The next day, a nurse from the “specialist’s office confirmed an appointment. For days later, I heard my oncologist say through a cacophony of dead silence, “Ovarian Cancer cannot be successful treated unless there is surgery AND chemo”. Wait…I have an oncologist? I have Ovarian Cancer…the same cancer which claimed my mother’s life? Stunned and scared, I decided to follow doctor’s recommendations. Three days later, I had a hysterectomy; one week and a half after surgery, I began chemo. My oncologist reassured me, “we can treat this”, he would say.

Chemo, although an intrusion, was really not that bad. I was infused once every three weeks and my down time was 5-7 days for each infusion. The body aches were horrible, thank goodness for Vicodin. I adjusted to bland foods, never seeing the sun, fatigue, insomnia, always wearing long sleeves out, and the weight gain. Movies love to depict a gaunt, sunken cheeked lifeless person as one stricken with cancer. I never lost a pound but rather gained 30. Hair loss was the absolute worse. I tried to talk myself into believing that hair loss was just part of the process. It wasn’t. It was a daily reminder that I had cancer. Seeing it in my hands as I shampooed, or it falling freely onto the shoulders of my garments was crushing. Shaving my head was the only way to cope. Still, the knit caps covering my obvious bald head and lack of eyebrows did not stop the stares in the local stores. Rather than feel proud to be alive, fighting and surviving, I was made to feel ashamed. My own father could not look at me. I reminded him of my late mother.

————————

*TASK REQUIREMENTS*.
a) Copy the part of the ovarian cancer account that starts at "The next day, a" and ends at "he would say.".
b) List every thing the ovarian cancer account says the narrator adjusted to during chemo.

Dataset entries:
————————

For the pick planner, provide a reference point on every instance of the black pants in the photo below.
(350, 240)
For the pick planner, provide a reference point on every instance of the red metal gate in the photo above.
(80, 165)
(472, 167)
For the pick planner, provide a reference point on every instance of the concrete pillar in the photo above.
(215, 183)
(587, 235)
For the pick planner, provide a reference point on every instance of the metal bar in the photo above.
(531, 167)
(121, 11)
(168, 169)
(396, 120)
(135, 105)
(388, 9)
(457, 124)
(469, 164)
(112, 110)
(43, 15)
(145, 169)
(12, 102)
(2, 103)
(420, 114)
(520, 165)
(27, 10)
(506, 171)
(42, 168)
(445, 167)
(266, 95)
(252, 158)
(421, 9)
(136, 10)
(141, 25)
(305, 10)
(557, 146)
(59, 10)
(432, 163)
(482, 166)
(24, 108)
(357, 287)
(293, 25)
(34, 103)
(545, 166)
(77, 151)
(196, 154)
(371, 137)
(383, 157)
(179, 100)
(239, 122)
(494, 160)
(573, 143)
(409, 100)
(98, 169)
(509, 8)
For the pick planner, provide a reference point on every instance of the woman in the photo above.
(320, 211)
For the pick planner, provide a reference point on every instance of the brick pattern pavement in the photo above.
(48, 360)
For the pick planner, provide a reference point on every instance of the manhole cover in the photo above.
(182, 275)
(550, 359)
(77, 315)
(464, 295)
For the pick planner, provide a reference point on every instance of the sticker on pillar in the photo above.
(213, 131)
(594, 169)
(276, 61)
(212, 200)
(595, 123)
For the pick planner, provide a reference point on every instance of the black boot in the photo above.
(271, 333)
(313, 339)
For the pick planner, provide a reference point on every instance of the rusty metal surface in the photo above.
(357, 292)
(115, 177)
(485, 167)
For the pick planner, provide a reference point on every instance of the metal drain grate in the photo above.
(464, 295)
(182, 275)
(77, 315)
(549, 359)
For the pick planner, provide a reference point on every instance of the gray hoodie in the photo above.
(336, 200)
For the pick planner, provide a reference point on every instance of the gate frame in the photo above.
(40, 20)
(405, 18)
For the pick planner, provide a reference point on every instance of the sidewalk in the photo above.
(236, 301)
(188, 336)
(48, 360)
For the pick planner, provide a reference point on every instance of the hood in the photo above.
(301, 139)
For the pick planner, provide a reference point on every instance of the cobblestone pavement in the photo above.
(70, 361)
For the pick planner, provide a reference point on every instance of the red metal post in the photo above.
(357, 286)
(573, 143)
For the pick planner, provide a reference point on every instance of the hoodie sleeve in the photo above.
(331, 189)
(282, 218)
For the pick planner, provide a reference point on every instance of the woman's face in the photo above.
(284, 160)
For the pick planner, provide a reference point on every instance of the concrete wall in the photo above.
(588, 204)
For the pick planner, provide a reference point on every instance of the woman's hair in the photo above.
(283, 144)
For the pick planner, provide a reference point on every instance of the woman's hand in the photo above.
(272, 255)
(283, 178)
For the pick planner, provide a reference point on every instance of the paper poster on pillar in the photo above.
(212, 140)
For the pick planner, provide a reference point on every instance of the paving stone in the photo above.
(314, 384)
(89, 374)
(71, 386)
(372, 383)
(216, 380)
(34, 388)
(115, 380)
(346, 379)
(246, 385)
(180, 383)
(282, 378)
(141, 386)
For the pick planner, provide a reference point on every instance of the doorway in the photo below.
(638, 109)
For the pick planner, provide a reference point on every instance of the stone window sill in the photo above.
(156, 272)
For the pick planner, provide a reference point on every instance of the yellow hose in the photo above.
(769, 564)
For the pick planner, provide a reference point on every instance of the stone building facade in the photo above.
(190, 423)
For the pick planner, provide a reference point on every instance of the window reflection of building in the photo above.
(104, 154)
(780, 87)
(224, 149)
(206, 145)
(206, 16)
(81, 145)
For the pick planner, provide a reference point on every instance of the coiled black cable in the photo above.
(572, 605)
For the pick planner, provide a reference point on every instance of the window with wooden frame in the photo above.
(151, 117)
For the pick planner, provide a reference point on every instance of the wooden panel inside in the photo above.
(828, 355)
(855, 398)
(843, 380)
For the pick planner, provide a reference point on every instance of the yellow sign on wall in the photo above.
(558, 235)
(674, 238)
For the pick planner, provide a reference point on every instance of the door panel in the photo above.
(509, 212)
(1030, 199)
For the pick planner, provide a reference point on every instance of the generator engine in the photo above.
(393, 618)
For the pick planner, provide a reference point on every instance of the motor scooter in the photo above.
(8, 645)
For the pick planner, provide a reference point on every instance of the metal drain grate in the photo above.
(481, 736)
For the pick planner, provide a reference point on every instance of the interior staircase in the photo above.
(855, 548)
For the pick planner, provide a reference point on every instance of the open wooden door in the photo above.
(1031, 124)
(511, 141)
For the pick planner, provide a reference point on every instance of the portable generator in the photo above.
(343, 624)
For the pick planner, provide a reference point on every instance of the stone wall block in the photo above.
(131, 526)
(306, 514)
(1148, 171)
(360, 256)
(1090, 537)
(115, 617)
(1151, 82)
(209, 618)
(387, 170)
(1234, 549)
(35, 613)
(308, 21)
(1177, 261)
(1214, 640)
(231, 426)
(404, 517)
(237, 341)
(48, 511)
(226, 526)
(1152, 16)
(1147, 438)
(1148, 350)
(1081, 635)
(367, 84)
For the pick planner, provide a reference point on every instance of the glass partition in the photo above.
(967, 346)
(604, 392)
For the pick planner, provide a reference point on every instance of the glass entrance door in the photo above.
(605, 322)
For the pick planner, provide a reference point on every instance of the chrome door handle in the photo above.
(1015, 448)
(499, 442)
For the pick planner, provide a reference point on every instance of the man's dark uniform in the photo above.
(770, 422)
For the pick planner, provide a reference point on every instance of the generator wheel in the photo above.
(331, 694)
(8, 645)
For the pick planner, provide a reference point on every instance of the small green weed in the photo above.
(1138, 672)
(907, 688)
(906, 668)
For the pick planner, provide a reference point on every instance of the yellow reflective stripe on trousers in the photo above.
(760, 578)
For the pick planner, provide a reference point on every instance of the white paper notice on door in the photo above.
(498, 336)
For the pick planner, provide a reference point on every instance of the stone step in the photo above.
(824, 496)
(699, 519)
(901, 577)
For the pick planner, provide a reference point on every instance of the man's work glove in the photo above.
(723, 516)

————————

*ANSWERS TO EACH TASK*.
a)
The next day, a nurse from the “specialist’s office confirmed an appointment. For days later, I heard my oncologist say through a cacophony of dead silence, “Ovarian Cancer cannot be successful treated unless there is surgery AND chemo”. Wait…I have an oncologist? I have Ovarian Cancer…the same cancer which claimed my mother’s life? Stunned and scared, I decided to follow doctor’s recommendations. Three days later, I had a hysterectomy; one week and a half after surgery, I began chemo. My oncologist reassured me, “we can treat this”, he would say.

b)
bland foods
never seeing the sun
fatigue
insomnia
always wearing long sleeves out
the weight gain